-- BEGIN Material provided --

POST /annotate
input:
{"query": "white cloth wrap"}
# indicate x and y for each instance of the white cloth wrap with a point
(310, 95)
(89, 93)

-- END Material provided --

Locate each line in the rows above that contains the string "wrap" and copy those lines in full. Matching is case-sensitive.

#### Solution for this task
{"query": "white cloth wrap"}
# indicate x and y for each instance of the white cloth wrap with a point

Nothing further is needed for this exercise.